--- DATA SECTION ---

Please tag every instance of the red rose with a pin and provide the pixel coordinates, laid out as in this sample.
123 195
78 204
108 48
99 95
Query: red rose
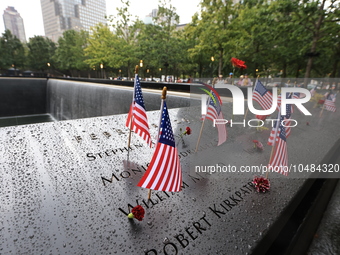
138 212
261 184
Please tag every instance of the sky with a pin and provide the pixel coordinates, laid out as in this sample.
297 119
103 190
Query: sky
30 11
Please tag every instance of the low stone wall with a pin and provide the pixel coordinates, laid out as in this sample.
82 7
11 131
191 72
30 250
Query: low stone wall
74 99
22 96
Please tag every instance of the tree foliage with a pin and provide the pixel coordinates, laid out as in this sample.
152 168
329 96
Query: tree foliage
290 38
70 52
41 52
12 51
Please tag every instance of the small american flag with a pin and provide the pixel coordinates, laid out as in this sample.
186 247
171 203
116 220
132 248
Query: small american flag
279 159
330 103
286 122
137 117
164 172
262 96
214 112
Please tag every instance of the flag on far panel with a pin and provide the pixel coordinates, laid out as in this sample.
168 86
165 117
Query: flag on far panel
263 97
164 172
330 103
279 159
214 111
137 118
286 122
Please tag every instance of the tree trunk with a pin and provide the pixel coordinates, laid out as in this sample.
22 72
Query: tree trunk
297 71
335 67
284 70
316 37
220 62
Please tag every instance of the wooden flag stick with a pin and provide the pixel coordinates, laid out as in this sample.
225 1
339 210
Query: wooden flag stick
271 155
245 116
199 137
275 135
133 98
323 106
163 97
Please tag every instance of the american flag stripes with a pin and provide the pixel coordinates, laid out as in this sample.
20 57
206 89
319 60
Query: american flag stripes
330 103
214 112
279 159
262 96
286 122
164 172
137 117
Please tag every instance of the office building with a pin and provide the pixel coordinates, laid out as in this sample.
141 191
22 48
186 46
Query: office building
62 15
14 23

---

PROBLEM TO WORK ON: Please copy the material again from the line with "Please tag every instance of the sky" through the end of the material, requests included, and add -86 to every number in the answer coordinates only.

RESULT FOR THIS TASK:
Please tag every instance of the sky with a pin and provide the pixel coordinates, laid out as in this sample.
297 119
103 190
Query: sky
-56 -75
Please tag every instance of the low stone wall with a pin and provide the pixel coordinates, laid out as in this sample.
82 7
11 131
191 72
30 250
Query: low stone wall
-12 13
-64 10
Please tag every instance of the tree foliage with a pin and provide the pixel coordinates, laid out as in this sample.
152 168
329 96
Query: tree foliage
204 -48
-16 -34
-45 -34
-74 -35
Please tag every instance of the small american flag with a pin and provide the pixel coordinates, laid out as in this sample.
186 247
171 203
116 220
132 248
Query: small american flag
193 73
244 17
200 36
51 31
78 86
176 10
128 26
Please tag every instance of the flag on far panel with a pin and provide the pixel coordinates, laid out as in this sample.
168 86
165 117
Query: flag on far panel
177 11
78 86
244 17
193 73
128 25
51 32
200 36
Please tag every instance of the tree trunk with a pin and provide the pixel coordinates, laid out as in this sample.
22 72
Query: tree trunk
211 -15
249 -19
198 -16
230 -49
134 -24
Please tag every instance of the wooden flag stick with a pin and provide the pixel coordinates, laid out as in this sample.
225 1
339 210
Query: wooden flag stick
185 69
159 30
113 51
189 49
47 12
237 20
77 11
Please tag every instance of the american flag stripes with a pin and provide the pixel coordinates, laid out as in this sample.
20 57
206 89
319 60
Query: american flag stripes
244 17
128 26
193 73
176 10
200 36
78 86
51 31
Please tag every instance of the office building with a pin and provide the pixel coordinates, laid out as in this sample.
141 191
22 48
186 46
Query: office building
-24 -71
-72 -63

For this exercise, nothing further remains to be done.